VO2 Max – What does it mean?
When you hear someone talk about their VO2 Max number, what they are really talking about is the efficiency of their lungs and cardiovascular system (to get more oxygen into the muscle cells), and how efficiently their muscle cells can convert oxygen and glucose into a fuel (ATP, or adenosine-triphosphate) that muscles can use while exercising. In effect, measuring a person’s VO2 Max can be a way to measure someone’s fitness level.
As you exercise harder, more oxygen is needed to produce the energy required to sustain the effort. The more efficient your lungs and cardiovascular system are (ie: the fitter you are), the more oxygen your body is able carry to your muscles and convert into energy.
The V stands for volume, and O2, of course stands for oxygen. VO2 max is measured in millilitres of oxygen per Kg of bodyweight per minute, or, mL/kg/min.
So if my last VO2 max measurement was 52, then what that means is that my body is capable of consuming 52 millilitres of oxygen per kilogram of my bodyweight per minute. Obviously, if an athlete can process more oxygen, they are going to be able to exercise harder for longer. Age, gender, and body mass have an effect on the number.
But there is a threshold in which the lungs and body are not capable of further converting more oxygen, even when exercise load and intensity is increased. When your body reaches this threshold, you have reached your VO2 max.
Much of your VO2 max capabilities are genetic; the size of your heart and lungs and how efficient they and your muscle cells are have a determining factor in your VO2 max number. But we can also increase our VO2 max through proper exercise; some experts believe by as much as 5% to 20% (even 60% in rare cases).
In clinical VO2 max tests, the subject is tested on a treadmill with a ventilating mask attached over their mouth and nose. The amount of O2 they use and carbon dioxide they expel is measured. Of course, most of us don’t have access to that kind of equipment. However, we can do various fitness tests (the multi stage fitness beep test, the cooper test, the balke test, etc), or by using our times from running races, and use the results from those fitness tests in VO2 max calculations to get a rough idea what our VO2 max is.
The Cooper Test – (running as far as possible in 12 minutes on a flat surface)
VO2 max = (distance in meters covered in 12 minutes – 504.9) ÷ 44.73
The Balke Test – (running as far as possible in 15 minutes on a flat surface)
VO2 max = [ ((distance in meters covered in 15 minutes ÷ 15) – 133) × 0.172] + 33.3
There are several other tests and methods and some online calculators that do the math for you.
Keeping track of your VO2 max number can be a useful barometer of what your fitness levels are. If you’re just getting started out, then your numbers will likely increase dramatically with exercise. If you’re an exercise enthusiast but you’ve been slacking off lately and you run a cooper test, you’ll likely find your VO2 max will have dropped.
Of course the numbers are all relative as well. Where a middle aged sedentary person might have a VO2 max of 15 or 20, former Olympic cross country skier Bjørn Erlend Dæhlie’s VO2 max was measured at a whopping 90 in his prime!
Remember, always talk to your doctor before undertaking a fitness program or test!

▶ _STUDY QUESTIONS_:
1. List every fitness test the VO2 max passage names as a way to estimate VO2 max without clinical equipment.
2. In the VO2 max passage, copy out the text from "Keeping track of" to "program or test!", word for word.

▶ _SUPPLIED INFORMATION_:

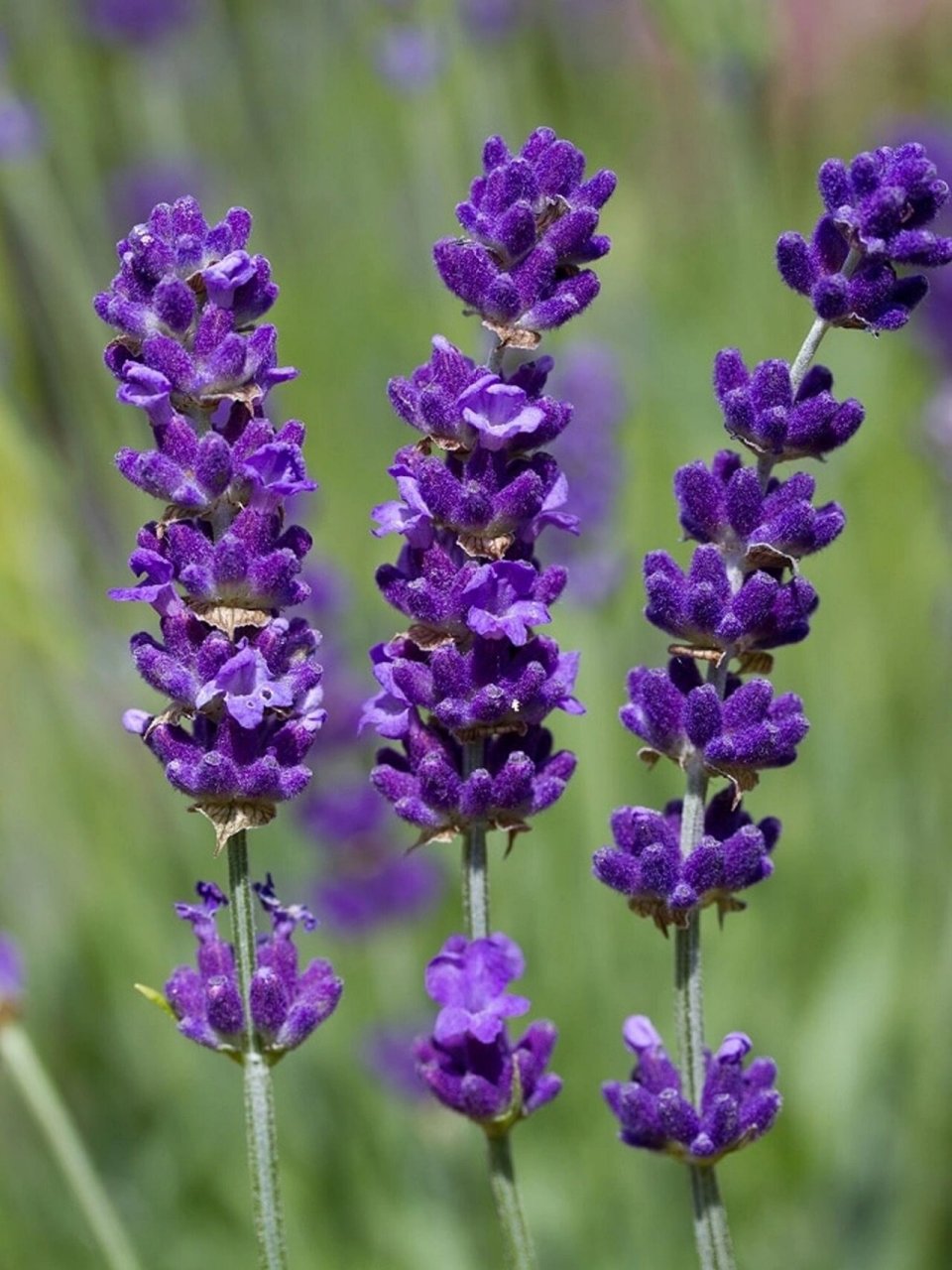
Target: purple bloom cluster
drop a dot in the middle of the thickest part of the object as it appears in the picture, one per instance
(742, 595)
(738, 1103)
(531, 222)
(876, 212)
(220, 563)
(286, 1003)
(366, 876)
(468, 1061)
(475, 494)
(10, 978)
(647, 864)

▶ _COMPLETED EXERCISE_:
1. The multi stage fitness beep test, the Cooper test, and the Balke test.

2.
Keeping track of your VO2 max number can be a useful barometer of what your fitness levels are. If you’re just getting started out, then your numbers will likely increase dramatically with exercise. If you’re an exercise enthusiast but you’ve been slacking off lately and you run a cooper test, you’ll likely find your VO2 max will have dropped.
Of course the numbers are all relative as well. Where a middle aged sedentary person might have a VO2 max of 15 or 20, former Olympic cross country skier Bjørn Erlend Dæhlie’s VO2 max was measured at a whopping 90 in his prime!
Remember, always talk to your doctor before undertaking a fitness program or test!